AVAILABLE DATA:
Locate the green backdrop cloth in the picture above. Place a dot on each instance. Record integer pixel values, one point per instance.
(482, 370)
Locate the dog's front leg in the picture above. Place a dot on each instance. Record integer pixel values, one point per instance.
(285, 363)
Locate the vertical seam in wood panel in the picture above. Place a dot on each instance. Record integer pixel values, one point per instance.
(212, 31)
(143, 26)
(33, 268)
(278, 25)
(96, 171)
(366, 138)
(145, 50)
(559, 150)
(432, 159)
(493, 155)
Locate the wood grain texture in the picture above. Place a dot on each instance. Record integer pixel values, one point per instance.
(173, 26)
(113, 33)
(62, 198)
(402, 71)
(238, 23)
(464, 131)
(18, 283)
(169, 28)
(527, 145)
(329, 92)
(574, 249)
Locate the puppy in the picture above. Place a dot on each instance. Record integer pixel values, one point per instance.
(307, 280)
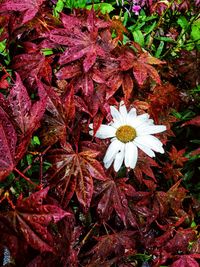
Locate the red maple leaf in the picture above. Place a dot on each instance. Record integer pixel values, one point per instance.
(177, 157)
(32, 66)
(74, 172)
(31, 217)
(81, 41)
(114, 196)
(29, 7)
(19, 119)
(8, 140)
(110, 245)
(195, 121)
(185, 261)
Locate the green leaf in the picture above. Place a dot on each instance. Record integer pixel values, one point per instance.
(165, 39)
(58, 8)
(35, 141)
(195, 33)
(138, 37)
(150, 28)
(104, 7)
(159, 49)
(182, 21)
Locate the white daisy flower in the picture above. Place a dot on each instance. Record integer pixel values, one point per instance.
(129, 132)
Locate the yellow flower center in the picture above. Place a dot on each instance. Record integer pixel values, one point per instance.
(126, 133)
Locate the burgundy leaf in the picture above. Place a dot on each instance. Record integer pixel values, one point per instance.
(31, 218)
(8, 140)
(29, 7)
(75, 171)
(185, 261)
(114, 244)
(195, 121)
(114, 196)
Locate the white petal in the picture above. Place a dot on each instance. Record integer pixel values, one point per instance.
(151, 142)
(145, 149)
(133, 154)
(112, 150)
(123, 111)
(119, 159)
(139, 120)
(105, 131)
(116, 124)
(131, 115)
(150, 129)
(128, 152)
(115, 114)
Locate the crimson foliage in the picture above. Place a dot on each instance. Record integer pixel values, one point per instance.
(72, 211)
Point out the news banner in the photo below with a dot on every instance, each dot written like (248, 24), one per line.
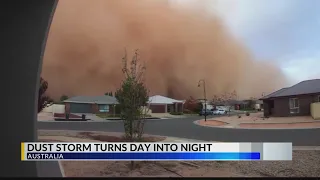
(39, 151)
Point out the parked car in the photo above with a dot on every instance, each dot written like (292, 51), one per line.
(205, 112)
(219, 112)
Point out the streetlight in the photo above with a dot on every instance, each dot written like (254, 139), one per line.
(205, 97)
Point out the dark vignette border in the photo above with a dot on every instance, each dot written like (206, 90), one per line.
(24, 30)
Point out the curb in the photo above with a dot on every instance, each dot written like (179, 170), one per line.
(261, 128)
(174, 139)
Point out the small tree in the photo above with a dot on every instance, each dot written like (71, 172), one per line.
(43, 99)
(132, 96)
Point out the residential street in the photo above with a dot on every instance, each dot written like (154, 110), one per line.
(185, 128)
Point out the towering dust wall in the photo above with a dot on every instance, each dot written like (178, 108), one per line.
(87, 40)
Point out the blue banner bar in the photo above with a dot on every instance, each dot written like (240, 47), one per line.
(148, 156)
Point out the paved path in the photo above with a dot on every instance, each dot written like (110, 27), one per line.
(185, 128)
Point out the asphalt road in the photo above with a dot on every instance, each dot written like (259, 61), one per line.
(185, 128)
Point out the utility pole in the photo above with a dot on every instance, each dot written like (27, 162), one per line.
(205, 97)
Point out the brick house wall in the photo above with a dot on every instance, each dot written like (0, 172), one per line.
(94, 108)
(282, 107)
(158, 108)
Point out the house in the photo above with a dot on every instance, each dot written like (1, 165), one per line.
(258, 105)
(292, 101)
(230, 104)
(90, 104)
(206, 104)
(161, 104)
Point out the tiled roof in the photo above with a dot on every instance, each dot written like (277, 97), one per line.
(304, 87)
(93, 99)
(157, 99)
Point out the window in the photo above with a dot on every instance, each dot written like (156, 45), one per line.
(103, 108)
(294, 105)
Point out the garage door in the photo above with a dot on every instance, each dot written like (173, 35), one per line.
(80, 108)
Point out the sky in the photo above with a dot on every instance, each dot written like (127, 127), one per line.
(284, 31)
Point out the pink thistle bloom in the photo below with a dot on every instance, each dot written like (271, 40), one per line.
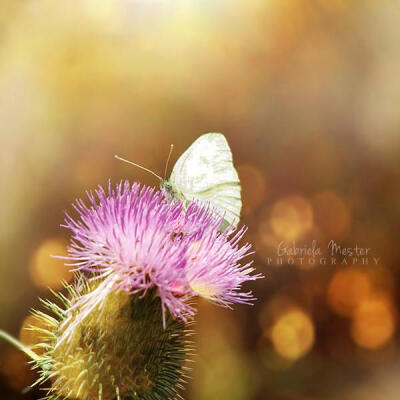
(135, 240)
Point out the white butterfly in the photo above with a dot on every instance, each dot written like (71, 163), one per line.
(205, 172)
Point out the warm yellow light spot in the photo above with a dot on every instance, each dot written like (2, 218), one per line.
(293, 334)
(374, 323)
(31, 337)
(331, 213)
(347, 289)
(47, 271)
(202, 288)
(291, 217)
(253, 187)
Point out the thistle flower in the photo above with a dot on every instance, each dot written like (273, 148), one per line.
(140, 259)
(124, 354)
(132, 239)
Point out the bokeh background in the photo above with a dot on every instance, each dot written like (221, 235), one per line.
(307, 93)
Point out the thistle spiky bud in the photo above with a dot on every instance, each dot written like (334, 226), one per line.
(120, 352)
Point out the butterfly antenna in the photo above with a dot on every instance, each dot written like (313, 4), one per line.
(169, 156)
(139, 166)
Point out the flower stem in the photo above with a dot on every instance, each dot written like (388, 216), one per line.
(10, 339)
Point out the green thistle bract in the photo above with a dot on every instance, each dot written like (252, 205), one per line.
(120, 352)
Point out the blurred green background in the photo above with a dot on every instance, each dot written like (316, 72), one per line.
(307, 93)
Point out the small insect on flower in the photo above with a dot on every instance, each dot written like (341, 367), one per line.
(122, 330)
(132, 239)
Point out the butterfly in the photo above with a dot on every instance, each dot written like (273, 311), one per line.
(205, 172)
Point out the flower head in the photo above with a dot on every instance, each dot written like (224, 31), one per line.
(134, 240)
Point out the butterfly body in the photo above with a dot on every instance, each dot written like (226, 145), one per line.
(205, 172)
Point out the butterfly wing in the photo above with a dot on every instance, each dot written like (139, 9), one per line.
(205, 171)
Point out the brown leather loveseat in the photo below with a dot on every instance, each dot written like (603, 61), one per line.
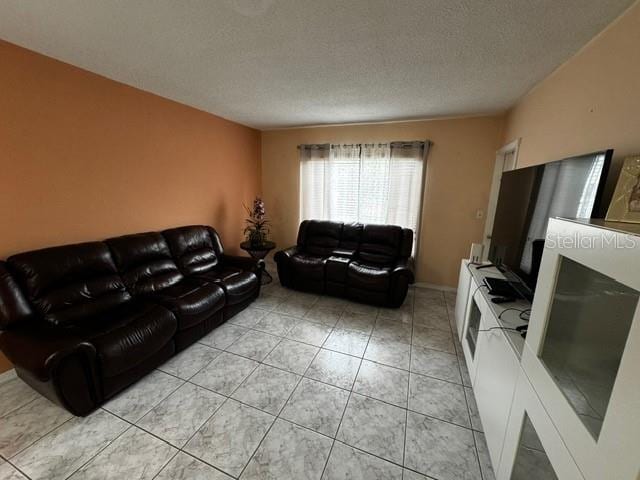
(363, 262)
(82, 322)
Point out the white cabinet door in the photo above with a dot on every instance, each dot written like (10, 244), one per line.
(462, 297)
(474, 311)
(497, 369)
(582, 352)
(533, 449)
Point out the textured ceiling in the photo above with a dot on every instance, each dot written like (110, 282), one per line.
(277, 63)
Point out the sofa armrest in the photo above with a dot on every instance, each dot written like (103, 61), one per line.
(57, 364)
(40, 350)
(404, 267)
(286, 253)
(249, 264)
(343, 253)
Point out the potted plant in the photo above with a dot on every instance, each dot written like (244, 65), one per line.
(257, 225)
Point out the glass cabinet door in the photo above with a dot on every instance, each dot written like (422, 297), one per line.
(589, 322)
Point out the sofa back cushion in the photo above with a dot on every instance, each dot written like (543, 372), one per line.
(145, 262)
(14, 307)
(195, 249)
(406, 245)
(318, 237)
(380, 244)
(69, 284)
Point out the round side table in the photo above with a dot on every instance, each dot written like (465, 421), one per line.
(259, 252)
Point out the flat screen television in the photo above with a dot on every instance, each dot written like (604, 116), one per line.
(529, 197)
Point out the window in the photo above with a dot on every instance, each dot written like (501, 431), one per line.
(367, 183)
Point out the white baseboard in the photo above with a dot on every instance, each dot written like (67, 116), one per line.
(8, 375)
(432, 286)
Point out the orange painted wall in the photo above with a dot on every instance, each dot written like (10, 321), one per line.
(591, 102)
(84, 158)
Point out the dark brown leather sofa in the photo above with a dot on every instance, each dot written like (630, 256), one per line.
(367, 263)
(82, 322)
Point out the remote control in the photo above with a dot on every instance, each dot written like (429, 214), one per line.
(502, 299)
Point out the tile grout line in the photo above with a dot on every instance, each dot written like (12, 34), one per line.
(301, 377)
(346, 405)
(406, 417)
(278, 414)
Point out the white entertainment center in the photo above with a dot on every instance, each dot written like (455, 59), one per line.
(564, 402)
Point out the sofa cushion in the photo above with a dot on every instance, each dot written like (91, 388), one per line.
(380, 244)
(309, 267)
(191, 300)
(368, 277)
(72, 284)
(145, 262)
(196, 248)
(237, 284)
(127, 335)
(336, 269)
(14, 307)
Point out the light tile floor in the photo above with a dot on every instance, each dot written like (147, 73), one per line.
(295, 387)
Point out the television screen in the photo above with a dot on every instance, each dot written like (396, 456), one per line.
(528, 197)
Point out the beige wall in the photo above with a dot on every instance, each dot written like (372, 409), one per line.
(590, 103)
(459, 168)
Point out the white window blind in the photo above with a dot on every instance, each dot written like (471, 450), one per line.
(367, 183)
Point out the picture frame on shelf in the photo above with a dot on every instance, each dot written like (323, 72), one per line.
(625, 203)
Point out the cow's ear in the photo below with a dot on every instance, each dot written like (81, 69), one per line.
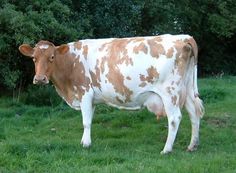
(26, 50)
(63, 49)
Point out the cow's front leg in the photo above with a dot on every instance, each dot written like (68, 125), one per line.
(174, 118)
(87, 110)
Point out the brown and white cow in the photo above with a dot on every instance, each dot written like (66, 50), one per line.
(157, 72)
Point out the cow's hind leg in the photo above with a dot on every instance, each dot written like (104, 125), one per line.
(195, 123)
(174, 117)
(87, 110)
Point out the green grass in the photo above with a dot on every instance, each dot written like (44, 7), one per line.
(47, 139)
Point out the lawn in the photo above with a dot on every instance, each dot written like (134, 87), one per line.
(47, 139)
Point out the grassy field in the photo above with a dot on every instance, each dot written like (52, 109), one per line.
(47, 139)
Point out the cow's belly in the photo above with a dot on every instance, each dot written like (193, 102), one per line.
(138, 99)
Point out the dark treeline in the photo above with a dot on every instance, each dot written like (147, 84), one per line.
(211, 22)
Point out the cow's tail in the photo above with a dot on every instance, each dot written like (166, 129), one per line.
(192, 88)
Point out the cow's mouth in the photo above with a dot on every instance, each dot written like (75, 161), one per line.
(40, 80)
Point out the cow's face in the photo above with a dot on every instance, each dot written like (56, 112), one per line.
(43, 55)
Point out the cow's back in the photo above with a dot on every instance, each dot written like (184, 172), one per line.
(124, 72)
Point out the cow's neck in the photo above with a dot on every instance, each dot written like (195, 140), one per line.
(62, 77)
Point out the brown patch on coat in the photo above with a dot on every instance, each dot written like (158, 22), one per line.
(140, 48)
(64, 77)
(152, 75)
(143, 84)
(85, 51)
(128, 78)
(119, 100)
(156, 48)
(96, 76)
(182, 56)
(117, 54)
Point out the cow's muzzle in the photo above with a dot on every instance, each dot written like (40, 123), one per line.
(40, 79)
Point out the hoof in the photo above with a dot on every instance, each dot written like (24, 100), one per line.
(192, 148)
(85, 144)
(164, 152)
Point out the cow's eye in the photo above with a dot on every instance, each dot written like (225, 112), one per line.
(51, 58)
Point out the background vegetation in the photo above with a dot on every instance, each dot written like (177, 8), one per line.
(47, 138)
(211, 22)
(39, 133)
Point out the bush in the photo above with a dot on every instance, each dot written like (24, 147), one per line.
(44, 95)
(212, 95)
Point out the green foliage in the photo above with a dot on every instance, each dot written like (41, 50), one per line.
(41, 96)
(44, 139)
(212, 23)
(212, 94)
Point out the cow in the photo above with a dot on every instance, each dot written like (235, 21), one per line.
(156, 72)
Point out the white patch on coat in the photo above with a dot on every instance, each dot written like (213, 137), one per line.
(44, 46)
(75, 104)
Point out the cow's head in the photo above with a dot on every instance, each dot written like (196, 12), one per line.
(43, 55)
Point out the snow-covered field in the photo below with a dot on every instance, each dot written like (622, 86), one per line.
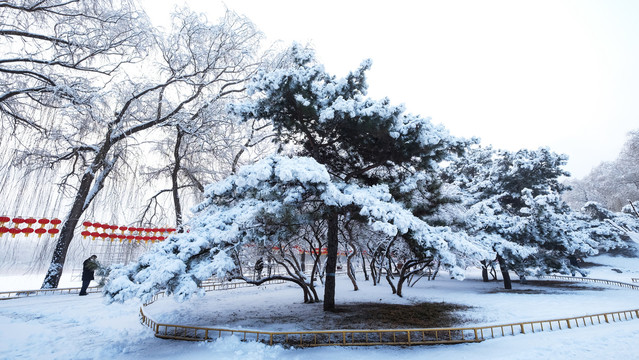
(73, 327)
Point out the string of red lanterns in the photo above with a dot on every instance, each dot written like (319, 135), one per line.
(129, 233)
(28, 228)
(40, 226)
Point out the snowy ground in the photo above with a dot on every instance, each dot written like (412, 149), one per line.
(73, 327)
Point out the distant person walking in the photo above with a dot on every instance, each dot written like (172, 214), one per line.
(259, 266)
(88, 267)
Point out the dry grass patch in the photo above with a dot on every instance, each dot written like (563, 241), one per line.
(394, 316)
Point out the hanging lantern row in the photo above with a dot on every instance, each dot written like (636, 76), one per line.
(27, 226)
(120, 237)
(108, 229)
(17, 221)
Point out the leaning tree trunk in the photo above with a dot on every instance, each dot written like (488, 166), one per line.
(331, 262)
(349, 267)
(86, 193)
(504, 272)
(484, 271)
(175, 186)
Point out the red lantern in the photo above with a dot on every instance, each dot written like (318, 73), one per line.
(43, 222)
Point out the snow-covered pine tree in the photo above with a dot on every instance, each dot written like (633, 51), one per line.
(359, 140)
(352, 148)
(515, 208)
(263, 204)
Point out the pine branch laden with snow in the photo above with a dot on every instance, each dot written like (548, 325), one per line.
(264, 202)
(515, 208)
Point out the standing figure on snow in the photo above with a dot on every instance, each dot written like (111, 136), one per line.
(88, 267)
(259, 266)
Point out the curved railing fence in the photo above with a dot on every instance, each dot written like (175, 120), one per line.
(383, 337)
(362, 337)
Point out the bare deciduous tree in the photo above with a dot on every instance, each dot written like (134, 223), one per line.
(105, 78)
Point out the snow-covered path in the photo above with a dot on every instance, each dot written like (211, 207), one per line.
(73, 327)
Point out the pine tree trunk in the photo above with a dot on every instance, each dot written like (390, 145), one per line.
(331, 262)
(504, 272)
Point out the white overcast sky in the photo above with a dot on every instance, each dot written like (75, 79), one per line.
(517, 74)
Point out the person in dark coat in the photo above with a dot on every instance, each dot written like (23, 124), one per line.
(88, 267)
(259, 266)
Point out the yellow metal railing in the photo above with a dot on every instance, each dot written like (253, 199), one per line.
(384, 337)
(5, 295)
(583, 279)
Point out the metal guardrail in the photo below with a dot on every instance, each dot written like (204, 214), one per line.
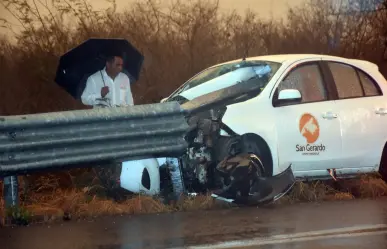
(56, 140)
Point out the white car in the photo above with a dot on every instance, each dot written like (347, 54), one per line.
(323, 115)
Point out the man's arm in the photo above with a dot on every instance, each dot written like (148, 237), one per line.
(90, 94)
(129, 96)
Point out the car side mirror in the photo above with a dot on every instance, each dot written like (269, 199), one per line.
(288, 96)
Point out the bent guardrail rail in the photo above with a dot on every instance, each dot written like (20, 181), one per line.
(60, 139)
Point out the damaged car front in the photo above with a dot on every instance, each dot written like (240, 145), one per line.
(218, 160)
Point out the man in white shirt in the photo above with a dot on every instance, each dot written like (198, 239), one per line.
(109, 86)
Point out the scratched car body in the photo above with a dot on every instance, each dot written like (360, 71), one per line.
(291, 116)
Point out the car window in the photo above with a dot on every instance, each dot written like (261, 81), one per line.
(369, 85)
(346, 80)
(308, 80)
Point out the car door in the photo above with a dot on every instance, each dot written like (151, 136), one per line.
(361, 108)
(308, 131)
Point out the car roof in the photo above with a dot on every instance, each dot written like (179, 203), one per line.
(289, 58)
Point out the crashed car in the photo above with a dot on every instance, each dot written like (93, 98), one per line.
(261, 123)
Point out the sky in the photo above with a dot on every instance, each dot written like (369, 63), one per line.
(265, 8)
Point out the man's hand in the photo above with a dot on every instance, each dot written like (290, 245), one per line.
(104, 91)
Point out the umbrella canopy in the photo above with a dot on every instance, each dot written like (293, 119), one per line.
(78, 64)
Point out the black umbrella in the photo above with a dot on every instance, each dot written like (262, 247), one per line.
(79, 63)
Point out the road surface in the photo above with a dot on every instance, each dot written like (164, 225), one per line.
(358, 224)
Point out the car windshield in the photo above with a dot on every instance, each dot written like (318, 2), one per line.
(229, 74)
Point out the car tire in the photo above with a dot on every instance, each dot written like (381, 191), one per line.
(255, 145)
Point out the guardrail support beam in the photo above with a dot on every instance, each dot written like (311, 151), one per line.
(11, 194)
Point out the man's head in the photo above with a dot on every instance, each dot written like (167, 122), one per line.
(114, 65)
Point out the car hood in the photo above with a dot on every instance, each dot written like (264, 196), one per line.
(233, 94)
(224, 81)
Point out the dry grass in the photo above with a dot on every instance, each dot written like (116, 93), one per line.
(79, 203)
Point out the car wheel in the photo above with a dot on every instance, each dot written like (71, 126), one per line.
(256, 146)
(239, 173)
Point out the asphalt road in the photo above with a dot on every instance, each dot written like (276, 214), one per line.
(332, 225)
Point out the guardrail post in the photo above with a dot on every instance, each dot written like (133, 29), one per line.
(11, 195)
(176, 177)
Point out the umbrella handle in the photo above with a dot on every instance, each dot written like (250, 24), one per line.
(103, 80)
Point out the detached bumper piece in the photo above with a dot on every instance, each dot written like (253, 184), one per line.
(246, 186)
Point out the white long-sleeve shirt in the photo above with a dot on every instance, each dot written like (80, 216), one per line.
(119, 89)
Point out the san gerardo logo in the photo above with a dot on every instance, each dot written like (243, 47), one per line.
(310, 130)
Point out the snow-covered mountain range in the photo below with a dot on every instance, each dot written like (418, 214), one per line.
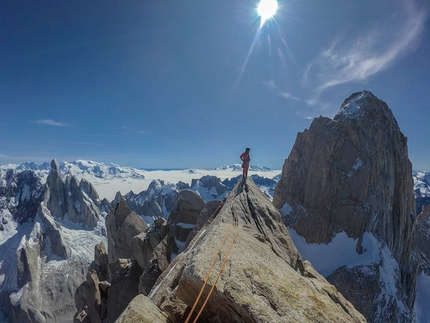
(110, 178)
(149, 193)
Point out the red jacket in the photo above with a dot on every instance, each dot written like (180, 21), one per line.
(245, 157)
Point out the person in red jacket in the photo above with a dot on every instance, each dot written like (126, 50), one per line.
(245, 159)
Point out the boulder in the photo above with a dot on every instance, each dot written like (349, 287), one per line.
(141, 309)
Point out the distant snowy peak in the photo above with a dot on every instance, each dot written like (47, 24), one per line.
(422, 182)
(354, 107)
(238, 167)
(421, 189)
(86, 167)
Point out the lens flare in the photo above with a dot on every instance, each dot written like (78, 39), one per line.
(266, 10)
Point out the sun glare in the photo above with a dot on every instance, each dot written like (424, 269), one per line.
(267, 9)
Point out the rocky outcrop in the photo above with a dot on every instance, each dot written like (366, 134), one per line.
(45, 287)
(122, 225)
(113, 280)
(141, 309)
(263, 277)
(20, 194)
(157, 201)
(352, 174)
(76, 200)
(422, 236)
(209, 188)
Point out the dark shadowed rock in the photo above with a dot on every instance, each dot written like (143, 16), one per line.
(352, 174)
(264, 278)
(141, 309)
(122, 225)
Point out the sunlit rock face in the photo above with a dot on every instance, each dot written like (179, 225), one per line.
(72, 199)
(352, 174)
(264, 278)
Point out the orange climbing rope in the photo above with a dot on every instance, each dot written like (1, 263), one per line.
(212, 266)
(208, 275)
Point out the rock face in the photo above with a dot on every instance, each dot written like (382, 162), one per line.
(20, 194)
(45, 288)
(42, 262)
(157, 201)
(422, 237)
(352, 174)
(264, 278)
(78, 201)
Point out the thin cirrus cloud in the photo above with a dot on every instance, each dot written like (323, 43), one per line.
(52, 123)
(373, 51)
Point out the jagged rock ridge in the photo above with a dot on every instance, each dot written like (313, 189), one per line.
(264, 278)
(44, 262)
(352, 174)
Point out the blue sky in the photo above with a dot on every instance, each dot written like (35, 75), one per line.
(179, 84)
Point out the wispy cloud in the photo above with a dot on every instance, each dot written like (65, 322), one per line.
(376, 49)
(52, 123)
(130, 131)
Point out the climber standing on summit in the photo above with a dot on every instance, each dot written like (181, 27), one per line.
(245, 158)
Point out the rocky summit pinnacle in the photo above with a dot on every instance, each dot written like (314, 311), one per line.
(256, 274)
(352, 175)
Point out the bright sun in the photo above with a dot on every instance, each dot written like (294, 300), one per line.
(266, 9)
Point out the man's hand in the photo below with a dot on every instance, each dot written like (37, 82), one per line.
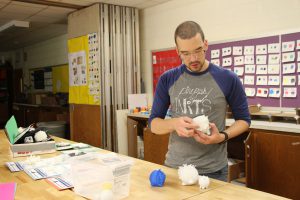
(184, 126)
(214, 138)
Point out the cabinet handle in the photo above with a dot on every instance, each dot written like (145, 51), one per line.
(248, 150)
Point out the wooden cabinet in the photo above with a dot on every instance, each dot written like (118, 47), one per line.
(85, 124)
(155, 147)
(273, 161)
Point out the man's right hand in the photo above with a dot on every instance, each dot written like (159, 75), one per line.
(184, 126)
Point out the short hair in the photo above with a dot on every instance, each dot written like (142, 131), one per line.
(187, 30)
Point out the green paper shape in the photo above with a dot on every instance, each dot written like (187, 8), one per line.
(11, 129)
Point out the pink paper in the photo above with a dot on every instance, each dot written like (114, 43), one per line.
(7, 191)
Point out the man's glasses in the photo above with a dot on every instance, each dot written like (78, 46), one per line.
(188, 54)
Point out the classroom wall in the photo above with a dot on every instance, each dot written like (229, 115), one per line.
(51, 52)
(220, 20)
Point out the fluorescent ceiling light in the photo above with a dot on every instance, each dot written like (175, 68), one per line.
(14, 23)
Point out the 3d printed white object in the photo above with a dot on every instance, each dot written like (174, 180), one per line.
(40, 136)
(203, 123)
(203, 182)
(188, 174)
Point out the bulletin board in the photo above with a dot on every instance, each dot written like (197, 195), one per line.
(84, 72)
(163, 60)
(268, 67)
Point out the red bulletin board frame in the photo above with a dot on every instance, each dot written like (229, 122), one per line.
(163, 60)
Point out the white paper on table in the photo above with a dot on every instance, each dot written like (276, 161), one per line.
(261, 80)
(239, 71)
(288, 68)
(248, 50)
(249, 59)
(298, 44)
(274, 92)
(262, 92)
(261, 59)
(215, 53)
(289, 80)
(227, 62)
(226, 51)
(273, 48)
(215, 61)
(273, 69)
(288, 57)
(137, 100)
(261, 69)
(288, 46)
(242, 81)
(261, 49)
(238, 60)
(249, 69)
(274, 59)
(237, 51)
(273, 80)
(250, 92)
(290, 92)
(249, 80)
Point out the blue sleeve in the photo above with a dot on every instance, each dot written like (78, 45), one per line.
(161, 99)
(234, 93)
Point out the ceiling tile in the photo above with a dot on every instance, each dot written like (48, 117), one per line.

GIVEN PROBLEM: Reproduce only the lines running from the one that contains "Point out the blue sleeve" to the last line of the records.

RESULT:
Point out the blue sleeve in the photo above with a dot on every instance, each dot written like (78, 45), one per line.
(161, 99)
(234, 93)
Point out the ceiling tile in the photo above with a dot on every instance, each dot written like (48, 117), one per line.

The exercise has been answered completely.